TO BE DONE> Revise the listing from its first line up to and including the line with "[107,249,420,280]", replacing "banner" with "sign" and leaving everything else unchanged. Omit the pictures from your answer.

## begin DATA LISTING

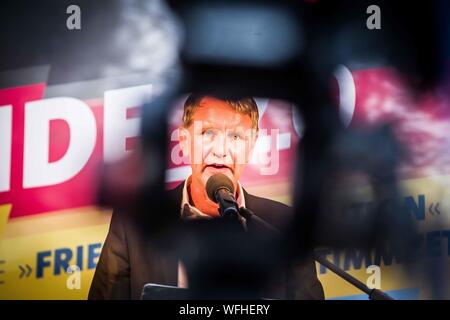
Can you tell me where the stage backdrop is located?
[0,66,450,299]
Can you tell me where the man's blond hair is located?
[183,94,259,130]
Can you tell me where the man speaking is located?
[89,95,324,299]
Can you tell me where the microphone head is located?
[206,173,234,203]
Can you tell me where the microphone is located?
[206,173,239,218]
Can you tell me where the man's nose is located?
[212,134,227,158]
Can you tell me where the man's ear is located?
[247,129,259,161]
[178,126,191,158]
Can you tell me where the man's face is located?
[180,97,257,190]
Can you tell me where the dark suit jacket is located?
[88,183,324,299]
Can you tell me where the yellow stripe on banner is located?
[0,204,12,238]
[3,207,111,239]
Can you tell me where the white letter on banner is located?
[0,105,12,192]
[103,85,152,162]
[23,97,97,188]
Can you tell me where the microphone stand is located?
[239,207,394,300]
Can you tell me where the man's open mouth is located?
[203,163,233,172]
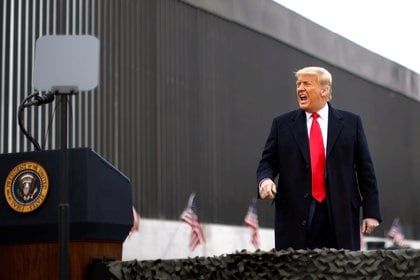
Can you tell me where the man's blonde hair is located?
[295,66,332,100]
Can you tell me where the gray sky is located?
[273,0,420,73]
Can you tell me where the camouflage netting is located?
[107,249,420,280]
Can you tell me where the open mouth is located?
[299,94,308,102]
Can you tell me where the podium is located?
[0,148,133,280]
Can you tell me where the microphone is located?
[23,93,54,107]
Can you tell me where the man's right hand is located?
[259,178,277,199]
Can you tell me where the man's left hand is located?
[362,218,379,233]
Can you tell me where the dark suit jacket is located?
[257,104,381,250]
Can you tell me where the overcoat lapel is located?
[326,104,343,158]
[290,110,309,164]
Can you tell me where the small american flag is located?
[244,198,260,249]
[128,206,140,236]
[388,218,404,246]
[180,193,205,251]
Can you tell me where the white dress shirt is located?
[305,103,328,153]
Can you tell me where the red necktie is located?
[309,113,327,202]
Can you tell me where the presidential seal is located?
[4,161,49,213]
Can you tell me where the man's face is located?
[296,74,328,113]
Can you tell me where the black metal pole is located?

## end DATA LISTING

RESULT OF THIS EXERCISE>
Can you tell me where the stage backdrop is located?
[0,66,450,299]
Can you tell me where the man's blond hair is located?
[183,94,259,130]
Can you tell me where the man speaking is located?
[89,95,324,299]
Can you tell me where the microphone head is located?
[206,173,234,203]
Can you tell me where the microphone is located?
[206,173,239,218]
Can you tell me where the man's nose is located?
[212,134,227,158]
Can you tell me where the man's ear is located?
[247,129,259,161]
[178,126,191,158]
Can you tell me where the man's face is located?
[180,97,257,190]
Can you tell me where the dark suit jacket is located?
[88,183,324,299]
Can you tell me where the yellow stripe on sign is located?
[0,204,12,238]
[3,207,111,239]
Can you tell me where the white letter on sign is located?
[0,105,12,192]
[103,85,152,162]
[23,97,97,188]
Can you tell me where the microphone stand is located?
[239,207,394,300]
Can you tell me where the man's open mouth is located?
[203,163,233,172]
Can you tell me where the man's blonde hair is located?
[295,66,332,100]
Can you tell me where the gray sky is located?
[273,0,420,73]
Can you tell me where the camouflage netting is located?
[107,249,420,280]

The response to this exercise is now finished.